---------- Brano fornito ----------

Il monito, figlio della crisi dei subprime, segnava un netto stacco rispetto a cinquant'anni di incoraggiamento morale ed economico al debito. Nel 1971, la Household Finance Corporation, storica società di credito al consumo, pubblicava un librettino di istruzioni alle famiglie, Children's spending per spiegare come educare i bambini alle virtù del credito. I genitori avrebbero dovuto sgridare i figli oculati che volevano mettere i soldini nel salvadanaio invece di spendere per le cose che desideravano. La virtù, non stava nel risparmio, ma nell'ottenere un buon merito di credito, nel programmare acquisti e un piano realistico di rimborso del debito. Questo dovevano insegnare le famiglie americane ai propri rampolli.

----------

### Compito assegnato A:
Risponda in base al brano sul credito al consumo:
(i) Da quale crisi era nato il monito citato in apertura?
(ii) In che anno la Household Finance Corporation pubblicò il libretto Children's spending?
(iii) Che cosa avrebbero dovuto fare i genitori con i figli che volevano mettere i soldini nel salvadanaio?
### Compito assegnato B:
Scriva il seguito del brano sul credito al consumo, riprendendo subito dopo l'ultima frase.
I dati riportati di seguito non hanno alcun legame con il brano.

---------- Estratto dei dati ----------

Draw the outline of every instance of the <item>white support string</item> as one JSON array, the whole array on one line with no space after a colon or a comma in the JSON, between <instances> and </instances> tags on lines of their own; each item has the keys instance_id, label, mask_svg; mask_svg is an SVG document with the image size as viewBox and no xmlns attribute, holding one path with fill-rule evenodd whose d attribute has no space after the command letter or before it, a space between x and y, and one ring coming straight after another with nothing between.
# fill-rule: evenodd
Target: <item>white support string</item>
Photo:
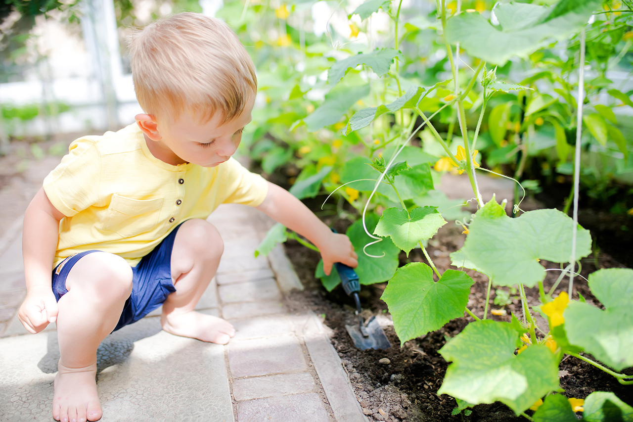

----------

### Risultato finale A:
(i) Dalla crisi dei subprime.
(ii) Nel 1971.
(iii) Avrebbero dovuto sgridarli.

### Risultato finale B:
Nella distanza tra queste due opposte interpretazioni della virtù del bilancio casalingo c'è tutta la storia del debito delle famiglie americane, dal boom del dopoguerra, fino alla tragica crisi finanziaria degli ultimi anni. Uno strumento finanziario che ha avuto un ruolo fondamentale nell'evoluzione economica e sociale delle famiglie, in un perverso e confuso intreccio tra sistemi di valori e strategie di marketing delle società finanziarie. La Debtor Nation, la nazione di debitori, come si intitola il bel libro del giovane storico della Cornell University, Louis Hyman.
La storia dei conti in rosso ebbe inizio con il New Deal, quando il governo americano cercò di stimolare i consumi e la domanda favorendo la diffusione dei mutui e dei prestiti alle famiglie. Nel dopoguerra il denaro a prestito divenne il motore del boom economico. Gli americani dei sobborghi uscivano da case comperate con un mutuo su automobili acquistate a rate per andare a fare shopping con le carte di debito dei supermercati.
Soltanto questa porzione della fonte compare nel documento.